• [Exercise]: Retype exactly the span of lines below from the one with "Task: pick out one point for each instance of the field" through the one with "Target: finer-leaved olive-green". Do not include pictures.
Source data: Begin
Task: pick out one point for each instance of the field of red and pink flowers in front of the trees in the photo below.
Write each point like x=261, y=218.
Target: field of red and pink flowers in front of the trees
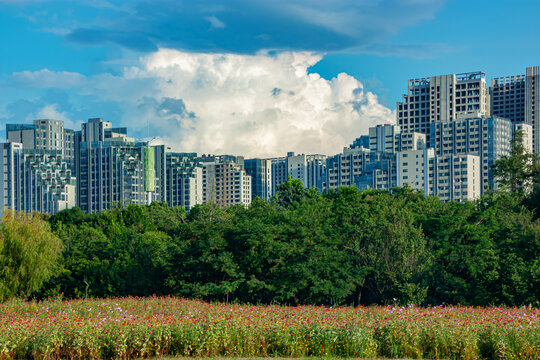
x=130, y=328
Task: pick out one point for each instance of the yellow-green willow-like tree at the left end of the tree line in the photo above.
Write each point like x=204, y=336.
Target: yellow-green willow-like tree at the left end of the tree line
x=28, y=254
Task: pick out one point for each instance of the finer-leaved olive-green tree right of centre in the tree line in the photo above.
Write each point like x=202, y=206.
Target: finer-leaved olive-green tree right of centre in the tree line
Source data: End
Source data: Begin
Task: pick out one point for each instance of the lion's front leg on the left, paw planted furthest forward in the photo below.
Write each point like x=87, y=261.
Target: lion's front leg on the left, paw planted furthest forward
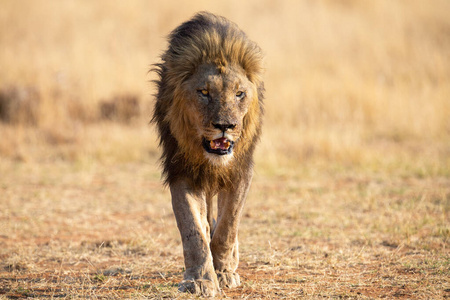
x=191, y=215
Source data: End
• [Solution]:
Task: pick out one point for each instance of the field of red and pink flowers in front of the trees in the photo below.
Write each point like x=261, y=218.
Target: field of red and pink flowers in front of the trees
x=130, y=328
Task: pick out one point for each instance of the yellow-green willow-like tree at the left end of the tree line in the photo above.
Write each point like x=204, y=336.
Target: yellow-green willow-like tree at the left end of the tree line
x=28, y=254
Task: pick out one point for each instance of the finer-leaved olive-green tree right of centre in the tree line in the photo above.
Write each point like x=202, y=206.
Target: finer-leaved olive-green tree right of centre in the tree line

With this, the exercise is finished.